I have troubles with unreservedly subscribing to Jakab’s opinion that ‘[o]ne of the key functions of constitutional law is the softening of political conflicts (i.e., integration, peaceful conflict resolution etc.).’ I however agree with him that ‘constitutional lawyers (constitutional scholars) should behave in a manner that is compatible with being (and looking like being) above everyday party political conflicts.’. How would this look? In my opinion the key ‘function’ of constitutional scholars would perhaps be an attempt to reformulate existing conflicts, or to unearth their deep layers – of course, in accordance to the rules of academic integrity and boundaries of the field of expertise.
Let us take the example given by Jakab and referred to by Sadurski: a constitutional scholar ‘joining a pro-rule-of-law political party’. I think the formulation of the dilemma as ‘whether or not do it’ is highly reductive. What is crucial instead is a scholar’s attitude (manifested in his or her actions) to the practice of partisan political movements. A constitutional scholar should be aware that, for any political party, being ‘pro-rule-of-law’ is highly contingent and fragile. To a large degree the party’s stance depends on the changeable political reality and calculations of political interest. The story of Fidesz is informative. Hence constitutional lawyers certainly cannot contribute to seeing ‘the problem of the rule of law’ in Central Europe as the fight between eternally good and evil forces. They can, and perhaps should, speak aloud in the ‘pro-rule-of-law’ demonstrations. But it must never even be suggested that they belong to an imagined, bi-polar, ‘Star-Wars-like’ public life concentrated on the struggle between strikers and defenders. It is not only a matter of academic integrity. Rather, it is most of all a matter of public reliability and the social role of scholars, who otherwise are easily cast as member of the elite on the side of one of the warring political forces.
But what should a constitutional scholar speak about? Both teaching about the abstract concepts in the lecture room and defending the rule of law in demonstrations risk the radical limitation of the constitutional law’s focus. As mentioned above, the Central European experience from the period of between the communist regime and the illiberal rule cannot be omitted. For a constitutional academic it means that teaching and defending the abstract rudiments of liberal constitutionalism is not enough. The odyssey from 1989 to 2010 and 2015 must be taken into account. Constitutional scholars cannot ignore the process of democratic decay, degradation and corruption of the political class that preceded the rise of autocratic tendencies. While securing the hinges of liberal democracy, lawyers and scholars must give regard to the fuel for illiberal resentments that emerges from economic inequalities or effects of economic transformation. In order to explain and protect the value of judicial independence or the apolitical appointment of judges, constitutional scholars need to be sensitive to the immense Central Europeans’ disappointment with the functioning of their courts after 1989. Before speaking in demonstrations, a constitutional jurist should take into account the post-1989 social demobilization and decomposition of civil involvement. It is only such an integral and non-positivistic attitude that can save both integrity and credibility of constitutional scholars in the autocratizing states. Many of the methods suggested by Jakab and many of the activities defended by Sadurski, are potentially suitable as a form for manifestation of such an attitude.

## Dataset content:

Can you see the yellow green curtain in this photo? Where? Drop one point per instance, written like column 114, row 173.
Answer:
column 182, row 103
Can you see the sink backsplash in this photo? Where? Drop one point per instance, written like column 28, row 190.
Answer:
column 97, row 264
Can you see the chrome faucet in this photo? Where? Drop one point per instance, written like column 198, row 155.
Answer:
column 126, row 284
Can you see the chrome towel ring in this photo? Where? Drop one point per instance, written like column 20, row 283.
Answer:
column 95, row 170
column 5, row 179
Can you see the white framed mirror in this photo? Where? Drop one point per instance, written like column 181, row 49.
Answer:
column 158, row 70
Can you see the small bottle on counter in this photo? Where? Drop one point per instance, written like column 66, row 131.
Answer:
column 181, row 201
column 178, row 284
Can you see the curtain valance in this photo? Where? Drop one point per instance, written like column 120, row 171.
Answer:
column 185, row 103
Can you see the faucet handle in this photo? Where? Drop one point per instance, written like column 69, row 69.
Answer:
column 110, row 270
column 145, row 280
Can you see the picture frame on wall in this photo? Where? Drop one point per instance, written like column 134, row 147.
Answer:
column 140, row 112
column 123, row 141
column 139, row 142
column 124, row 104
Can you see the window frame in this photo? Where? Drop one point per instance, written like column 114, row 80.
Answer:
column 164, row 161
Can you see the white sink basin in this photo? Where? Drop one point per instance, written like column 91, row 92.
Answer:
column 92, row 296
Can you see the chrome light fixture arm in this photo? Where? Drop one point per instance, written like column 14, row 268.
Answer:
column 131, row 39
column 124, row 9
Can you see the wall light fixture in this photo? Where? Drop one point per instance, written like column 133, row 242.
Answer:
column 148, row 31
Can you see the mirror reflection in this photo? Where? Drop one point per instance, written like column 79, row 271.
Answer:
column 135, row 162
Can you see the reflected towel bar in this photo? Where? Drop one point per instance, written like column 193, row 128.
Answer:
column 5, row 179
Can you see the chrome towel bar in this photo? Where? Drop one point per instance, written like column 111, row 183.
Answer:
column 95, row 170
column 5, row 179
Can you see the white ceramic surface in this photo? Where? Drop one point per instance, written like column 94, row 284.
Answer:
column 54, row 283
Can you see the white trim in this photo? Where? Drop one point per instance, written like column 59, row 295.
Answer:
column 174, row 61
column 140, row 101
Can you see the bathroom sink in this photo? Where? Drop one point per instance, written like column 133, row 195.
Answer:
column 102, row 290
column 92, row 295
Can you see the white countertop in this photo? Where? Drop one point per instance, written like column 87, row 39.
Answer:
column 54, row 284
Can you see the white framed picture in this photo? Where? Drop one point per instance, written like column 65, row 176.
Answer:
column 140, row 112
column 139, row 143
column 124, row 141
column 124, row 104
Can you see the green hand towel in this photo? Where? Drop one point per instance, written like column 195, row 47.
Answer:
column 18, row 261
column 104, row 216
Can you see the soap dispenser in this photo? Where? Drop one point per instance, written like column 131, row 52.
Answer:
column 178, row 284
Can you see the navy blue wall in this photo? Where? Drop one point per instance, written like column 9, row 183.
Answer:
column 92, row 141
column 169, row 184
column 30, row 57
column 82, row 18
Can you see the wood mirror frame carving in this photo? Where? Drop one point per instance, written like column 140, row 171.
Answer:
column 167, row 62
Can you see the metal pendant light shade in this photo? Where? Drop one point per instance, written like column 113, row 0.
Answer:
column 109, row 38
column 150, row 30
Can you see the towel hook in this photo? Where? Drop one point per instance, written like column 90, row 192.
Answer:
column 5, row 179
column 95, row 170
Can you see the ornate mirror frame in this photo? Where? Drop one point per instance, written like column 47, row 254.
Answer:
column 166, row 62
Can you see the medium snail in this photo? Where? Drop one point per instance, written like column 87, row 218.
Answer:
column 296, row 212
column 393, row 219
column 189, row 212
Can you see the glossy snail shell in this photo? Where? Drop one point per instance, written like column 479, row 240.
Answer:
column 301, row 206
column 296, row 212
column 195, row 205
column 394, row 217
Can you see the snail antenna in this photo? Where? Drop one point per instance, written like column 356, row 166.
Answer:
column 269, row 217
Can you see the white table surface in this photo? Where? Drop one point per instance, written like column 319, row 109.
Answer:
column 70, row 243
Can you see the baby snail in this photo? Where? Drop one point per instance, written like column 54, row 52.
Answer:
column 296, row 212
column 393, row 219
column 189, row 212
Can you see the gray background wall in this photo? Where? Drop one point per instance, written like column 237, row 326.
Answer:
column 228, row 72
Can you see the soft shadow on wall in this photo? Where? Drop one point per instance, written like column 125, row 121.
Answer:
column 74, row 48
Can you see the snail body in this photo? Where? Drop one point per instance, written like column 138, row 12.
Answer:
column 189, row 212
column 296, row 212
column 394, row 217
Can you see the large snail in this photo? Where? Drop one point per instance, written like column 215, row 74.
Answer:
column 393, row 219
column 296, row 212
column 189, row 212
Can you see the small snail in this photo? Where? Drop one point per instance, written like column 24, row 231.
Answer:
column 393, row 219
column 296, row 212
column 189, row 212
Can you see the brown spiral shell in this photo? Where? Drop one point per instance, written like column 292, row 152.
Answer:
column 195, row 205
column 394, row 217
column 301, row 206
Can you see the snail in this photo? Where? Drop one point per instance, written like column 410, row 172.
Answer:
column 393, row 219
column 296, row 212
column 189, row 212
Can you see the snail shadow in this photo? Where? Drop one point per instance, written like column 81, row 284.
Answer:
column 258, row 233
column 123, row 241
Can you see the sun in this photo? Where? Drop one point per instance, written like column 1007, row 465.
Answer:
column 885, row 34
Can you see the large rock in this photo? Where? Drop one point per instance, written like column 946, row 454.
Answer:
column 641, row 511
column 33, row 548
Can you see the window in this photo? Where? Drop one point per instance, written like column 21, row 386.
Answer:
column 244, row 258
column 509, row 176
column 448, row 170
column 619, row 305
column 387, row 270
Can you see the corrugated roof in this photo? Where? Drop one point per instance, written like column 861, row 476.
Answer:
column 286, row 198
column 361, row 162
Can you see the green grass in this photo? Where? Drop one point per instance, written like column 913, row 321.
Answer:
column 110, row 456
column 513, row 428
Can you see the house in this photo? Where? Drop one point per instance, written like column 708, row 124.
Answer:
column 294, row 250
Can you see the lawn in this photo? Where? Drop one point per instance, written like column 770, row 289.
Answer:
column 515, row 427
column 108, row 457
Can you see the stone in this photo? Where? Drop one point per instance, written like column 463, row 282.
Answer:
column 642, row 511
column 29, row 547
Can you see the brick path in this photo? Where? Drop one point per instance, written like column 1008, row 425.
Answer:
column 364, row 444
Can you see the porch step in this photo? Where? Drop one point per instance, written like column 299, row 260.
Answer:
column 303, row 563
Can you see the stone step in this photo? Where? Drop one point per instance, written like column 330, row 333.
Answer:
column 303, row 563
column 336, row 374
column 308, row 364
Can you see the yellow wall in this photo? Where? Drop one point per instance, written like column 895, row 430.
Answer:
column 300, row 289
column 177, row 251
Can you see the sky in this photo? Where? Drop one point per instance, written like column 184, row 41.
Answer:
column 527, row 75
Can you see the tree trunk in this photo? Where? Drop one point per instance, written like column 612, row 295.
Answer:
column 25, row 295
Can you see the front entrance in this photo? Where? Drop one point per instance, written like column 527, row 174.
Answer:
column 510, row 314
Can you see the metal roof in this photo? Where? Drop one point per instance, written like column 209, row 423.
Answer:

## Tasks for this exercise:
(a) Please list every year that the commentary on constitutional scholars mentions, giving each year once.
(b) In the commentary on constitutional scholars, which political party's story is called informative?
The listing is separate material, unrelated to the commentary on constitutional scholars.

## Solutions to the tasks:
(a) 1989, 2010, 2015

(b) Fidesz